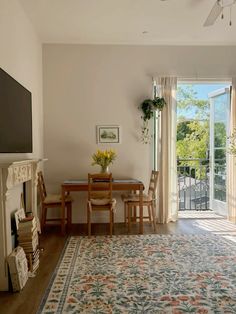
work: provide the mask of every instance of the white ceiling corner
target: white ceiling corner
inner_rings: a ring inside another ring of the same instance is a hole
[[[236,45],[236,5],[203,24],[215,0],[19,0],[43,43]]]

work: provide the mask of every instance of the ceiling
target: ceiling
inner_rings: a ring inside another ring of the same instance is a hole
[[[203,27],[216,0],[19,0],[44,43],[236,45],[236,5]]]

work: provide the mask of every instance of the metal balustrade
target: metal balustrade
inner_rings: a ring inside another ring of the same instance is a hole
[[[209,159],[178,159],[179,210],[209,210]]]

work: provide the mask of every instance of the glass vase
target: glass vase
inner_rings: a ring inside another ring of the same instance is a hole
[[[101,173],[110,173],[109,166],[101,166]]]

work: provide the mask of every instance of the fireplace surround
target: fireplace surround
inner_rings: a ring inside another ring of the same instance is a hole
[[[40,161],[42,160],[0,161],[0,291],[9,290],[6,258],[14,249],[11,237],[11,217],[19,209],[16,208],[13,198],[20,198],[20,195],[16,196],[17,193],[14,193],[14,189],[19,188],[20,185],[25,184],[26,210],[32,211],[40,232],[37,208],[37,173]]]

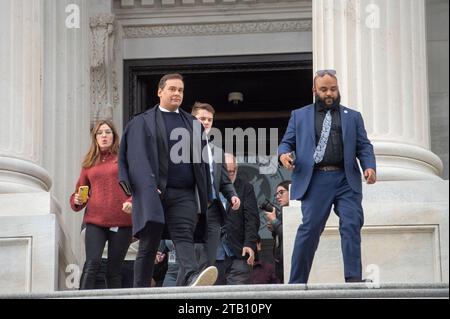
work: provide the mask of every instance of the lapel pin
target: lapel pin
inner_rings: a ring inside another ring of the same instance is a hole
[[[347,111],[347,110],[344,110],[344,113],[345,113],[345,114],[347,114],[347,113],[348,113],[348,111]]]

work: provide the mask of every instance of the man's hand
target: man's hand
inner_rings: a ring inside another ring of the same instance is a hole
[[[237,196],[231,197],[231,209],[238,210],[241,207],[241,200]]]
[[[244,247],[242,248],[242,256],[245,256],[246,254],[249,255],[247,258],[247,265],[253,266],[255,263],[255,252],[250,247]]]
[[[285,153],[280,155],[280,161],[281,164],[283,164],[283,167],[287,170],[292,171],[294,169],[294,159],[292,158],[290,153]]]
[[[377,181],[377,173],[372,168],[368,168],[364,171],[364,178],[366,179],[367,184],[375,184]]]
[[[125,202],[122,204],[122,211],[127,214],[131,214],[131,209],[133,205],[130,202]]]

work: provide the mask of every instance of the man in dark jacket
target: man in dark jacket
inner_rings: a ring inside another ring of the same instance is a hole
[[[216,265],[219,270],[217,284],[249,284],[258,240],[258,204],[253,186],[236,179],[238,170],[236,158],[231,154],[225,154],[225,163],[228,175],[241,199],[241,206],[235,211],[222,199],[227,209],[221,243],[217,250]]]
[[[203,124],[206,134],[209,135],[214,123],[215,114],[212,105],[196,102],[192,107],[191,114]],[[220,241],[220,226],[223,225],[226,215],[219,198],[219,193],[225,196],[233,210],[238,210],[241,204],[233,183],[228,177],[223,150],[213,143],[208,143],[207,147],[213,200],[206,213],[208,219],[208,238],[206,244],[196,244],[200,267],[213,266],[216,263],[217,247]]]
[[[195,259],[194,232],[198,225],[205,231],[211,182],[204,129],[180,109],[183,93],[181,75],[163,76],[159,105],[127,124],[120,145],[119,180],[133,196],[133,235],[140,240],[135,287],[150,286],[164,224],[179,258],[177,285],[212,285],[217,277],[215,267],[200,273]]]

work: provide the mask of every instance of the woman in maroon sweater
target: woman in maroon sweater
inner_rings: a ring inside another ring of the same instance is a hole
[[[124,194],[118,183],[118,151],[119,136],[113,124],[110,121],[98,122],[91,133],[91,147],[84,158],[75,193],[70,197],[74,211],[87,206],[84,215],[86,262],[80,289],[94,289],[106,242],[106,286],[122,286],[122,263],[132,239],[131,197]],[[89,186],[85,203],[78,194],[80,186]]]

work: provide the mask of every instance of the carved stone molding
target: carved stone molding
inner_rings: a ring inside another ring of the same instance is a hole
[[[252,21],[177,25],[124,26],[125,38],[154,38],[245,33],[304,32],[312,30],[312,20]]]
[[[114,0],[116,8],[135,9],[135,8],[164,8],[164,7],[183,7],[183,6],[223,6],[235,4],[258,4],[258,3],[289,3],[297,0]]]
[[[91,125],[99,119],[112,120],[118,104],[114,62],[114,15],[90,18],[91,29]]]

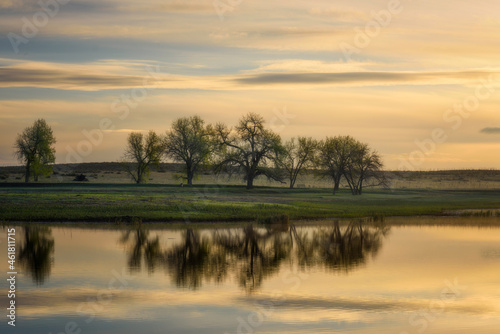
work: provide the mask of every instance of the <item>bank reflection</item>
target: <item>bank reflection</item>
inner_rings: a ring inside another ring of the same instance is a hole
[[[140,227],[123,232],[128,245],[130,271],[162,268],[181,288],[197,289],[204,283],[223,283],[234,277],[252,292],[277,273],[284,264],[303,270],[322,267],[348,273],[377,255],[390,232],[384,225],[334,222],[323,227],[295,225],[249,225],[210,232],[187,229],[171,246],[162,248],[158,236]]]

DIRECTIONS = From the data, pick out every line that includes "maroon".

EXPECTED ANSWER =
work: provide the mask of every instance of the woman in maroon sweater
target: woman in maroon sweater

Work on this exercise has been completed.